# WORK ORDER:
Please find every line in the material below that contains the word "positive", and copy each of those lines. Case matters when matching.
··········
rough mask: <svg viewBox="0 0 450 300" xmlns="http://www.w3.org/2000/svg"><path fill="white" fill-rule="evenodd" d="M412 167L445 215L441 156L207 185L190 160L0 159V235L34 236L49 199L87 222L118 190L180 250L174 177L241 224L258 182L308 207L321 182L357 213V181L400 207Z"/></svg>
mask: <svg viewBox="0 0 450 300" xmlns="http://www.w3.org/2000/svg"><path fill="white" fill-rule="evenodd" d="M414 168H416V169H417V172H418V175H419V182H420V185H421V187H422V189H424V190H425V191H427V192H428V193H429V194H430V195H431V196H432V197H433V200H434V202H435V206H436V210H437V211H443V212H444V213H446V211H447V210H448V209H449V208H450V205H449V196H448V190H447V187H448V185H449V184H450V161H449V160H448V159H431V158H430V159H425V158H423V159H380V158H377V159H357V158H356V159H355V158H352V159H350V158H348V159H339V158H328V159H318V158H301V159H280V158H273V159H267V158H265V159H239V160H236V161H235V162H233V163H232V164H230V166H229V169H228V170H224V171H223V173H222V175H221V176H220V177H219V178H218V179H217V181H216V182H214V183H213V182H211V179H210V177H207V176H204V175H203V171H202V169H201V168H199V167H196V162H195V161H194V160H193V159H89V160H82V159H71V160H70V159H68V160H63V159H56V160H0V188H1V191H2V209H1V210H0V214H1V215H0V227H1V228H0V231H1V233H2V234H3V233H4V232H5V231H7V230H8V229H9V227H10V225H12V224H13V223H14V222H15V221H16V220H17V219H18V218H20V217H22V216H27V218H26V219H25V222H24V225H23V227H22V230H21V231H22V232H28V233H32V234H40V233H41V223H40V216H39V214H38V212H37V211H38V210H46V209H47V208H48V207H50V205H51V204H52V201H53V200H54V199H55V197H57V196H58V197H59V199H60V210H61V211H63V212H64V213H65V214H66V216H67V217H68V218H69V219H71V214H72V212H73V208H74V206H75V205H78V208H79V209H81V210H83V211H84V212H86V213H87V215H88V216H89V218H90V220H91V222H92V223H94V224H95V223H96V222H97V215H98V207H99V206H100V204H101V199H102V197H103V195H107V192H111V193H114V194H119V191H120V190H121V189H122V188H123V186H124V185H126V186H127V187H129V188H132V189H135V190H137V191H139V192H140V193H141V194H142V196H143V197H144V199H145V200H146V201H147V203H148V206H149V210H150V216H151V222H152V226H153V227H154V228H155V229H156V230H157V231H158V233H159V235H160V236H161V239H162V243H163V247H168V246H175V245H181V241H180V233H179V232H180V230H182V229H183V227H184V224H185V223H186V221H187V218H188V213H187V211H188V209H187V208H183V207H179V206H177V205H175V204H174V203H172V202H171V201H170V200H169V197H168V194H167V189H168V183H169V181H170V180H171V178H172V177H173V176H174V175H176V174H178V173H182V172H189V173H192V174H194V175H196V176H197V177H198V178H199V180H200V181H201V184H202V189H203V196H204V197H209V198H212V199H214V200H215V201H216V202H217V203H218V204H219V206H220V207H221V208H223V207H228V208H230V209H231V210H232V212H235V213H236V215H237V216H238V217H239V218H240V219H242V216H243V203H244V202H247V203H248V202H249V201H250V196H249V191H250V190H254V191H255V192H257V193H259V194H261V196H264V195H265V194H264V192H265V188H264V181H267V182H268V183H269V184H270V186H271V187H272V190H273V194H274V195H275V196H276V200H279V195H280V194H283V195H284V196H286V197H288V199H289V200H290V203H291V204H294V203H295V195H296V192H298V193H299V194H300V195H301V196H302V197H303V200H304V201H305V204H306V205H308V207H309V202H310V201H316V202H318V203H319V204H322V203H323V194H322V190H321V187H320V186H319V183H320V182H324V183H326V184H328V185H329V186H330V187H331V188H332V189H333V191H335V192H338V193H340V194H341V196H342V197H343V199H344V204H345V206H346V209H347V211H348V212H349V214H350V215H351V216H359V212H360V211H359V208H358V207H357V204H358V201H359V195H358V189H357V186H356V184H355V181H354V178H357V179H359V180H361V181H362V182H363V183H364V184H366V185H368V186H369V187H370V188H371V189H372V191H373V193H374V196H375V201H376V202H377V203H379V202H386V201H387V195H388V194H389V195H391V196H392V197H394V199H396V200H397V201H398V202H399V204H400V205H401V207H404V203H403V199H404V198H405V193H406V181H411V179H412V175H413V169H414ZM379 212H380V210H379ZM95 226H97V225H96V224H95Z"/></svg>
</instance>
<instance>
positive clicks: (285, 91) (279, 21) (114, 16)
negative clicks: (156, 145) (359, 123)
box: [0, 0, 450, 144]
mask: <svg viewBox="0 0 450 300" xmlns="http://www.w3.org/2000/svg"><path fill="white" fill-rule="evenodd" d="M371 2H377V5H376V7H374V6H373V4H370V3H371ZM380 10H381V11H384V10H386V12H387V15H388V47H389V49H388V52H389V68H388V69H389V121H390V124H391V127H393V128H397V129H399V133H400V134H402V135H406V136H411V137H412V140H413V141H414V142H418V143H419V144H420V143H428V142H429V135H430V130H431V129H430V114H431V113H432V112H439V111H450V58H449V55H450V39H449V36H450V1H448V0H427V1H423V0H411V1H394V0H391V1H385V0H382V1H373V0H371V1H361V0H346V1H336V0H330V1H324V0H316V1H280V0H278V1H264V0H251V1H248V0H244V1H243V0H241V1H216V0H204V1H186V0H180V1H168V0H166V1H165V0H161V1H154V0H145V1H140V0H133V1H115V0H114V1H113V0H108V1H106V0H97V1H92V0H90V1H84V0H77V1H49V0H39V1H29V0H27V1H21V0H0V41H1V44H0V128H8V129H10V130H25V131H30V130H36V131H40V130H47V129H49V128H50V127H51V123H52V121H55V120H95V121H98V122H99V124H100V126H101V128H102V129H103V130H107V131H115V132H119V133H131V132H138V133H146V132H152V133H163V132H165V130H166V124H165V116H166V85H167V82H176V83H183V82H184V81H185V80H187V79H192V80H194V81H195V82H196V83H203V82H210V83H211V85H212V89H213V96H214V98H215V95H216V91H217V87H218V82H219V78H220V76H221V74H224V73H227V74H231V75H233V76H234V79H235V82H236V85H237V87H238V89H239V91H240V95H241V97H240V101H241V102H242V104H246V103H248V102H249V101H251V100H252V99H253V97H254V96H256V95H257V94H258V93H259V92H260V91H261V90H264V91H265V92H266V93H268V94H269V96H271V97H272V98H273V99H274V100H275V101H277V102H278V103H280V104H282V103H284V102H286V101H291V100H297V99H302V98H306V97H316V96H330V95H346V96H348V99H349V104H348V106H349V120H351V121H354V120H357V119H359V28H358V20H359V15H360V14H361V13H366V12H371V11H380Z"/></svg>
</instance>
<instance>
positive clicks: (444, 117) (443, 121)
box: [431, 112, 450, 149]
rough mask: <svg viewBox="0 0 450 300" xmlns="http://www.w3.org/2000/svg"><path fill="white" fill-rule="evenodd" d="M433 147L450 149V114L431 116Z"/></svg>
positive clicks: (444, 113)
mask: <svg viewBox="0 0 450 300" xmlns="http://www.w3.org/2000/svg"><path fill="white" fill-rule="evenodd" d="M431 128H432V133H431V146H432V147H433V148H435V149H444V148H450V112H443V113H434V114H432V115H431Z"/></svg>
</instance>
··········
# SOLUTION FOR THIS TASK:
positive clicks: (285, 91) (279, 21) (114, 16)
positive clicks: (444, 117) (443, 121)
positive clicks: (444, 113)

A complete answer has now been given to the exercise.